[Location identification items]

_ _ _

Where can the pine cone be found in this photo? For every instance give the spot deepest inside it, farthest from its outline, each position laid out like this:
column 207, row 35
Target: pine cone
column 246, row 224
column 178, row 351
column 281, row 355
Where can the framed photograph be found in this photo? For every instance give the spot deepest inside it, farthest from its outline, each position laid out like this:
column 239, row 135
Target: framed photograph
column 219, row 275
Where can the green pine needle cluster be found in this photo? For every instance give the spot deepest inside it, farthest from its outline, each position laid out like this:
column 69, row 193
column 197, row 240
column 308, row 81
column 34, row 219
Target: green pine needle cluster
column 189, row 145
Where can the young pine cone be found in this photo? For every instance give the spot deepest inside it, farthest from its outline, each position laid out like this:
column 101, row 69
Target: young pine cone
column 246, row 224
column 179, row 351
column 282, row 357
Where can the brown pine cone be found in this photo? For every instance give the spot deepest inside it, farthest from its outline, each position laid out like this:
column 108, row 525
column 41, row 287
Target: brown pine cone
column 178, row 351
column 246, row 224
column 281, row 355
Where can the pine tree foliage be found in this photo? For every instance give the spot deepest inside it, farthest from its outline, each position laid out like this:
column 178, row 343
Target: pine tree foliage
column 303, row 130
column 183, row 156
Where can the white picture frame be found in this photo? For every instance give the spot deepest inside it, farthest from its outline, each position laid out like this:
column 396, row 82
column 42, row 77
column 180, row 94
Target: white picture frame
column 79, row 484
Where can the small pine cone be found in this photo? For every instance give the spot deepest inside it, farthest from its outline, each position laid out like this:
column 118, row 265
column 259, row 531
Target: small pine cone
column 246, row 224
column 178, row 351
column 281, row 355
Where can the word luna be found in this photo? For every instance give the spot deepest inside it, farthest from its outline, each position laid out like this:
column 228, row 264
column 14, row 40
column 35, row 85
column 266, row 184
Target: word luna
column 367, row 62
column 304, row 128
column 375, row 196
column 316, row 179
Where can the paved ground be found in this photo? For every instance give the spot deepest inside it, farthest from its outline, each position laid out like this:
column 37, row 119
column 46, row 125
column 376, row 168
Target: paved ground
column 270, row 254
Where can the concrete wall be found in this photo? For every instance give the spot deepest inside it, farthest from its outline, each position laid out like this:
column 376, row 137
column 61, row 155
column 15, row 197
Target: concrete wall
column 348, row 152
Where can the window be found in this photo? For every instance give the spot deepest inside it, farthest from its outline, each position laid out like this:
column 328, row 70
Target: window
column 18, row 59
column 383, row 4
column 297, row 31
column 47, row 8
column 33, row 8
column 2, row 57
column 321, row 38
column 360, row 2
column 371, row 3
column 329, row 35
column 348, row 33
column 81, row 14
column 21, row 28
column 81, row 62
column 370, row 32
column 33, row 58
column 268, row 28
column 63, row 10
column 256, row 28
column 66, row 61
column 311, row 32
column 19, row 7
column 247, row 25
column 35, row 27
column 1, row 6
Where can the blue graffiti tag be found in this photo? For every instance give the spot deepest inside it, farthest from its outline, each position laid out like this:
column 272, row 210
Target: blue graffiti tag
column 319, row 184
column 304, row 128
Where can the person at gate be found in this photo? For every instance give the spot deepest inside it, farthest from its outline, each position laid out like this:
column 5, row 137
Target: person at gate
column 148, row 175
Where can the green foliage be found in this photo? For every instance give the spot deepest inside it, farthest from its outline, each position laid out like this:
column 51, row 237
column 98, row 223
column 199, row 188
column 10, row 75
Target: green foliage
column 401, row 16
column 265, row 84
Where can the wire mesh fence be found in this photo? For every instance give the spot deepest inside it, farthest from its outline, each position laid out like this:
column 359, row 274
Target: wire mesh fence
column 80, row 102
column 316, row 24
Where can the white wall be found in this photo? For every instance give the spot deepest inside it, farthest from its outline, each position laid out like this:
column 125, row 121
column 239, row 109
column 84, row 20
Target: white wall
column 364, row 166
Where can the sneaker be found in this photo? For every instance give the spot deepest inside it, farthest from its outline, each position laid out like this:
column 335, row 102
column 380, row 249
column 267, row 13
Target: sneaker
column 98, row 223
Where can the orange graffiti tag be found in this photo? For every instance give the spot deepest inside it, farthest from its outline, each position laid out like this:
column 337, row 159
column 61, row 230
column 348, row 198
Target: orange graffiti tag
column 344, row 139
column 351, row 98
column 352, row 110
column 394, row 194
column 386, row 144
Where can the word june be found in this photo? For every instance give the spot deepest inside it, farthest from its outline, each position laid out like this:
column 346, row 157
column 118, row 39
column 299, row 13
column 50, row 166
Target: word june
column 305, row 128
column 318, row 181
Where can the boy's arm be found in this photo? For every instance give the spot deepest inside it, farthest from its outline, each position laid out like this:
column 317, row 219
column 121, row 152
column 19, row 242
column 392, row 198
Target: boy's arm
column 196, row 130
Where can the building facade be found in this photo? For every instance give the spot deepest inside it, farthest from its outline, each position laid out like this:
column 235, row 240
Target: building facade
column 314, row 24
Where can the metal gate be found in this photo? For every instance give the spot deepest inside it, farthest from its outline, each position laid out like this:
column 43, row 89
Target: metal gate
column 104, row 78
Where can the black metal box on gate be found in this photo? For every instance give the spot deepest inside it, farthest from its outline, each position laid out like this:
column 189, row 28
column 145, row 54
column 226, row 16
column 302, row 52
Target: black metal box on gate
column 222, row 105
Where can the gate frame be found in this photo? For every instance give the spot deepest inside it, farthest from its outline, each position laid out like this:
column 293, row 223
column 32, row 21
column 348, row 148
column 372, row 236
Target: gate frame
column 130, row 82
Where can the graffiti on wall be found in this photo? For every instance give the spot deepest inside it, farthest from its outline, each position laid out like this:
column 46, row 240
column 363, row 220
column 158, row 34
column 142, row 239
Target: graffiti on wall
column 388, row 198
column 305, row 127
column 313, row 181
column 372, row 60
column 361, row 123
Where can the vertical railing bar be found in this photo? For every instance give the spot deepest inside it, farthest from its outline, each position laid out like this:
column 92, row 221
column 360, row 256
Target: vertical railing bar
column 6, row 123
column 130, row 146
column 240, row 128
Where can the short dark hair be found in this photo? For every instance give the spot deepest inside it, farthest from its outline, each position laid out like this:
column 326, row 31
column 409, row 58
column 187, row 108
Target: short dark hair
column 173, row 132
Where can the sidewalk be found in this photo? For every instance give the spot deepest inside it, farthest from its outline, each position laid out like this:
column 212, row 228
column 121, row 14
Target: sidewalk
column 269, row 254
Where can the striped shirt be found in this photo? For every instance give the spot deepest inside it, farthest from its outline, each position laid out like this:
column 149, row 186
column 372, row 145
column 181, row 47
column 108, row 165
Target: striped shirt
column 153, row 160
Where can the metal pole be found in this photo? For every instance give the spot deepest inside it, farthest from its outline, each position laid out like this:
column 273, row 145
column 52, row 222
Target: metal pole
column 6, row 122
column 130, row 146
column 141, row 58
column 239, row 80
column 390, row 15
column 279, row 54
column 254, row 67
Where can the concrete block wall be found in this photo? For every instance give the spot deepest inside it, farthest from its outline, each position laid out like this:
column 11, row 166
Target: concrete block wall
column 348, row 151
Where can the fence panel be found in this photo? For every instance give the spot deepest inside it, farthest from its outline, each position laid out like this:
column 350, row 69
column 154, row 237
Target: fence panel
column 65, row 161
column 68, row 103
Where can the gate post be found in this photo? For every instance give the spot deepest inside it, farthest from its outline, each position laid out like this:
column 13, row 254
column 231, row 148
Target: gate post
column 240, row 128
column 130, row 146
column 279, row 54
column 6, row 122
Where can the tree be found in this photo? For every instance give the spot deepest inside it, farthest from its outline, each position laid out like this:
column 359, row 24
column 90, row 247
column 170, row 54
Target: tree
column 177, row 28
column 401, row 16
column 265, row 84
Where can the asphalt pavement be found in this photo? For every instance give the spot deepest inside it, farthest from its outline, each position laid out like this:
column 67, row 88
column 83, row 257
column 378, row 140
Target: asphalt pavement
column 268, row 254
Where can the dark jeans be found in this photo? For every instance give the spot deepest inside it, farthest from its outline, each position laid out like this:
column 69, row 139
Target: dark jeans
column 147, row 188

_ _ _

• **Required task**
The lines to reproduce run from the one that contains "Where can the asphalt" through the last line above; copy them exactly.

• **Complete response**
Where can the asphalt pavement be found in this photo? For every instance give the spot deepest inside it, farthest from its outline, each position laid out like this:
column 67, row 88
column 83, row 257
column 378, row 140
Target: asphalt pavement
column 268, row 254
Where can the dark jeans be found in this photo? For every instance give the spot deepest inside it, farthest from its outline, each position laid out like this:
column 69, row 139
Target: dark jeans
column 147, row 188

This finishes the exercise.